After locating the line that contains "man's bald head" in the data below, set down exactly that line and each one after it through the line that contains "red knit beanie", and nothing more.
--- Given information ---
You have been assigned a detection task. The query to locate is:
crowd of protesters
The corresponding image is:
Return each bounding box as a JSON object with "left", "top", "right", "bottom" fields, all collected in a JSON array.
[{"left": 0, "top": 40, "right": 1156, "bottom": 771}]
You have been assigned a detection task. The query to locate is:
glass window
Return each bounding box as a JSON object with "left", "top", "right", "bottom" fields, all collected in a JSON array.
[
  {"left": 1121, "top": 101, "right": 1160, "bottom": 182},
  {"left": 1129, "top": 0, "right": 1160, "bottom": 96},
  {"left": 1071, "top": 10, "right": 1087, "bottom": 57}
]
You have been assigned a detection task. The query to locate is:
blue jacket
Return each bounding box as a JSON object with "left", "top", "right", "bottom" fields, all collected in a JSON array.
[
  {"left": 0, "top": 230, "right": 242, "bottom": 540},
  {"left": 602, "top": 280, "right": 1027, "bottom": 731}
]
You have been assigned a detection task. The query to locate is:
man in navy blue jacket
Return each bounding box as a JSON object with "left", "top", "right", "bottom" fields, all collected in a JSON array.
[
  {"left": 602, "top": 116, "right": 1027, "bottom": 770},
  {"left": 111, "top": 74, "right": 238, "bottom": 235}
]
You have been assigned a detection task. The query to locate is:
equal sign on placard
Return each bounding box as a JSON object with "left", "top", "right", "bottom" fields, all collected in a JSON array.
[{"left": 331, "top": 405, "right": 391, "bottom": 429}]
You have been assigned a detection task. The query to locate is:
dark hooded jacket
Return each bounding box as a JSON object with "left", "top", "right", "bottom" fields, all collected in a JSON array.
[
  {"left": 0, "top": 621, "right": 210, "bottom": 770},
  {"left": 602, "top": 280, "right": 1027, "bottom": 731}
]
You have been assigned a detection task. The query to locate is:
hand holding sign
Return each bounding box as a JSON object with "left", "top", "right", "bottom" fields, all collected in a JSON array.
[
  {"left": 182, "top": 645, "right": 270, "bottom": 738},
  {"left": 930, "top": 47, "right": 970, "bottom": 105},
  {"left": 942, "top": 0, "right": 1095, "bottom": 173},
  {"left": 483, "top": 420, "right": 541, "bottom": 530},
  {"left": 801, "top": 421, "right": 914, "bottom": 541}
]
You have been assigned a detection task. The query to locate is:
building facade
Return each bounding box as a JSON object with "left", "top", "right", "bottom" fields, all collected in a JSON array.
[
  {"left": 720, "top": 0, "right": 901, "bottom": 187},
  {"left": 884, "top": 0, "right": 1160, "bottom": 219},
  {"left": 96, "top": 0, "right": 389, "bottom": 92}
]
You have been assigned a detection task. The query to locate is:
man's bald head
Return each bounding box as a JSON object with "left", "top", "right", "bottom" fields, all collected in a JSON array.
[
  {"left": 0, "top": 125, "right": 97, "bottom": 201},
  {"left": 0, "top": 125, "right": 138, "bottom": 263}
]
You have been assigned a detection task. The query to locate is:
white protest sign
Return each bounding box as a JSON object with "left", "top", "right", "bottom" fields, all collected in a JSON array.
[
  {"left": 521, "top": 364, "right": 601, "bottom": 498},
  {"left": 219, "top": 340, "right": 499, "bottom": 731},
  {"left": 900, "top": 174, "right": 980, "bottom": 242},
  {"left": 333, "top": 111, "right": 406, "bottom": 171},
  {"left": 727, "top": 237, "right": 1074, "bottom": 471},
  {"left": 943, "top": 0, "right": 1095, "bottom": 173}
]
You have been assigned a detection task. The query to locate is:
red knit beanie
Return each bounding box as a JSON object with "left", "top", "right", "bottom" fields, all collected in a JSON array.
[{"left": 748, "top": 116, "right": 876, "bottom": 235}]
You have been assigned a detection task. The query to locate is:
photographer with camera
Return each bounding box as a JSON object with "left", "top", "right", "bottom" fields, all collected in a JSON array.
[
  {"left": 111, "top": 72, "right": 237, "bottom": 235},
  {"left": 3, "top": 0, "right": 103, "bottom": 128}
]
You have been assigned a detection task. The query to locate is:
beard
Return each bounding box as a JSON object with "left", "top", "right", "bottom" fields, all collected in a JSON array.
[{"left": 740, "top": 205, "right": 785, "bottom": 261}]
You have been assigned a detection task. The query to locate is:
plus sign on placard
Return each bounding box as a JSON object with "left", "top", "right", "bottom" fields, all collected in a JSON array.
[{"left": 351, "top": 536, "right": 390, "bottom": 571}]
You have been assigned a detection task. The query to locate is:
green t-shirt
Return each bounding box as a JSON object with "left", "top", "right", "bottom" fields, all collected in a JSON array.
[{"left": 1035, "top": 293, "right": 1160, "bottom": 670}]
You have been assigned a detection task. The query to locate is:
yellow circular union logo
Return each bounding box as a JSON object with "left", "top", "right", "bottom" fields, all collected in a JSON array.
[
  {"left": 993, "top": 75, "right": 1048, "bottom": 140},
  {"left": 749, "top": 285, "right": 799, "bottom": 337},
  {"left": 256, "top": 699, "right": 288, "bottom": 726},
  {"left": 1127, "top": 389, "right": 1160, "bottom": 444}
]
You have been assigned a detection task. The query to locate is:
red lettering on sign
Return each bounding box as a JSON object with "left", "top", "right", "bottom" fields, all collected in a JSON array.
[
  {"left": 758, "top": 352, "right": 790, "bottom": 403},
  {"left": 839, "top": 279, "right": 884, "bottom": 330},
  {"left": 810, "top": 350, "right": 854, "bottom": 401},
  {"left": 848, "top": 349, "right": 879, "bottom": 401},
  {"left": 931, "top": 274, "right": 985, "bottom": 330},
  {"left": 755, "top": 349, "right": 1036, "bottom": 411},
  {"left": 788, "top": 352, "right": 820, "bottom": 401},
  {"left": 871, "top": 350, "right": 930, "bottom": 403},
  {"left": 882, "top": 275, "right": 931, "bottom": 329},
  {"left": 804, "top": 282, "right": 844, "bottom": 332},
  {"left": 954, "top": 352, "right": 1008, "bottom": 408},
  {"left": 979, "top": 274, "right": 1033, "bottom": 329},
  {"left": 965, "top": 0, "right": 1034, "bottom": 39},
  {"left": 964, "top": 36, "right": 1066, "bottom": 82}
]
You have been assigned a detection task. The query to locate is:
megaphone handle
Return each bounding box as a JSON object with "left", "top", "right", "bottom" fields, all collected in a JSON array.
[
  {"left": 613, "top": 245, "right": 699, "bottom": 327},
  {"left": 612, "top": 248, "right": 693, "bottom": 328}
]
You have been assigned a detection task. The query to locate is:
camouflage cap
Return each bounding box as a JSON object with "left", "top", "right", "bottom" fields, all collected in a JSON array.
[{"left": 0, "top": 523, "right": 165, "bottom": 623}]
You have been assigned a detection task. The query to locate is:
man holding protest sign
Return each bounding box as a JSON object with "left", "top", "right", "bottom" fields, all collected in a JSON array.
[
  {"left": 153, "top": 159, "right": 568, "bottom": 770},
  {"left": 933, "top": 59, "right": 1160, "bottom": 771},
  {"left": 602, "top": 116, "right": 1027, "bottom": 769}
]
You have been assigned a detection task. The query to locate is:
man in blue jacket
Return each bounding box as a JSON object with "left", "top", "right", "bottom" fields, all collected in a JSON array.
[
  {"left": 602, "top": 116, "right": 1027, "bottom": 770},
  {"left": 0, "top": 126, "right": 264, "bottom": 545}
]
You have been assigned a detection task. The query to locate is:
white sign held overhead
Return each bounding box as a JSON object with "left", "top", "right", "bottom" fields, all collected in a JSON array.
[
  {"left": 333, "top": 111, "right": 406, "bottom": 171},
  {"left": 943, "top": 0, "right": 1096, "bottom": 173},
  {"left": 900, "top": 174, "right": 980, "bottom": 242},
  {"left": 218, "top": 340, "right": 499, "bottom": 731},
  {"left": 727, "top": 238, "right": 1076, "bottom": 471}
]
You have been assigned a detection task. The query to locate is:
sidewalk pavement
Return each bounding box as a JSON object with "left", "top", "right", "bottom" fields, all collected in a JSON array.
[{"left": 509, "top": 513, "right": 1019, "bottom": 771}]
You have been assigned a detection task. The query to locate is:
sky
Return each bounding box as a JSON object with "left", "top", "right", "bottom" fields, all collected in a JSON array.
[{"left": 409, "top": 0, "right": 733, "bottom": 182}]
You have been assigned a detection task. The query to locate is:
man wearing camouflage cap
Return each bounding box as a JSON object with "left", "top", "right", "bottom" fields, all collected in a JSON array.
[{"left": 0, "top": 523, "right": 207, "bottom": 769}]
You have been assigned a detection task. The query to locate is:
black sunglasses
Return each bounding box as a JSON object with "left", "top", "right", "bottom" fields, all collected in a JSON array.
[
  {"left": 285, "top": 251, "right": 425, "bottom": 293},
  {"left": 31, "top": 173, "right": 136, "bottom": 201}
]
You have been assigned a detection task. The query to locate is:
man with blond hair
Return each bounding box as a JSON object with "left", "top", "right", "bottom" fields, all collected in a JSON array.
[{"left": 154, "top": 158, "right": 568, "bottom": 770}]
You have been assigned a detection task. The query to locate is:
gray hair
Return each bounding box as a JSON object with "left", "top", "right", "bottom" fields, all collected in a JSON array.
---
--- Given information ---
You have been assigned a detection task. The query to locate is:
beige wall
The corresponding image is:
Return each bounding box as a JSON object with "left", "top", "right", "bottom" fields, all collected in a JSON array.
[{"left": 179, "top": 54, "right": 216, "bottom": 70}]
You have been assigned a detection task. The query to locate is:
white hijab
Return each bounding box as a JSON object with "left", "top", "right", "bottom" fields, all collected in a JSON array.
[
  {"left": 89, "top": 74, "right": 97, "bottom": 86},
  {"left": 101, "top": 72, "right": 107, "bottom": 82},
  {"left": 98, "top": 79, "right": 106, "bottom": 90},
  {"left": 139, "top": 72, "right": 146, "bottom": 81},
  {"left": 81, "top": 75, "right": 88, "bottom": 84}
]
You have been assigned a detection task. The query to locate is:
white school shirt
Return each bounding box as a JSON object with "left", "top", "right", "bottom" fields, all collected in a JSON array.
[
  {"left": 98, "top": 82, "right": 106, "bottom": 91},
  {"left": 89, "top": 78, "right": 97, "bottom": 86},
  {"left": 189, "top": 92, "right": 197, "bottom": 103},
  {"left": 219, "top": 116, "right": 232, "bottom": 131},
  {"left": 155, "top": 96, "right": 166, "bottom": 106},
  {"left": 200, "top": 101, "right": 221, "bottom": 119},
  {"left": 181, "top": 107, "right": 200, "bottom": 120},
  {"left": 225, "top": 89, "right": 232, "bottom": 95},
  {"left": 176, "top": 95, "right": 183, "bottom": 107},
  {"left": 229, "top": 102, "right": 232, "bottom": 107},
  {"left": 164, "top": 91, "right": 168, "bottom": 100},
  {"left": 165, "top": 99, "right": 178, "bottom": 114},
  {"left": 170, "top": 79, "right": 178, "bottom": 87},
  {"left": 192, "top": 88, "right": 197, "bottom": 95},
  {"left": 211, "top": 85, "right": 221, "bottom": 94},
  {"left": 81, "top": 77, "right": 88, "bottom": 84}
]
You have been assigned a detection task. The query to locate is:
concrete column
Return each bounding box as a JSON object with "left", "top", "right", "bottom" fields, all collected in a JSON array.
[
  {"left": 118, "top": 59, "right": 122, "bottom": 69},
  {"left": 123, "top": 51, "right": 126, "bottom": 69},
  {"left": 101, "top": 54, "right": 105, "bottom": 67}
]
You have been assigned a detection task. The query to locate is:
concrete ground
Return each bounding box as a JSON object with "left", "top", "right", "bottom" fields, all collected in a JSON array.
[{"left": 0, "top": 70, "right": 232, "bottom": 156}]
---
■ Solved problem ■
man's bald head
Return each bounding box as a JSON object with "left", "top", "right", "bottom" fields, all collected in a JSON array.
[
  {"left": 0, "top": 125, "right": 97, "bottom": 201},
  {"left": 0, "top": 125, "right": 138, "bottom": 263}
]
You have been assigned a detection task. The query to locate is:
white protest sign
Return each bounding box as a JSON object with "left", "top", "right", "bottom" fields, all collected in a JSON array.
[
  {"left": 521, "top": 364, "right": 601, "bottom": 498},
  {"left": 219, "top": 340, "right": 499, "bottom": 731},
  {"left": 900, "top": 174, "right": 980, "bottom": 242},
  {"left": 333, "top": 111, "right": 406, "bottom": 171},
  {"left": 727, "top": 237, "right": 1074, "bottom": 471},
  {"left": 943, "top": 0, "right": 1095, "bottom": 173}
]
You have been assigned a detection task. The query to locate is:
red knit beanie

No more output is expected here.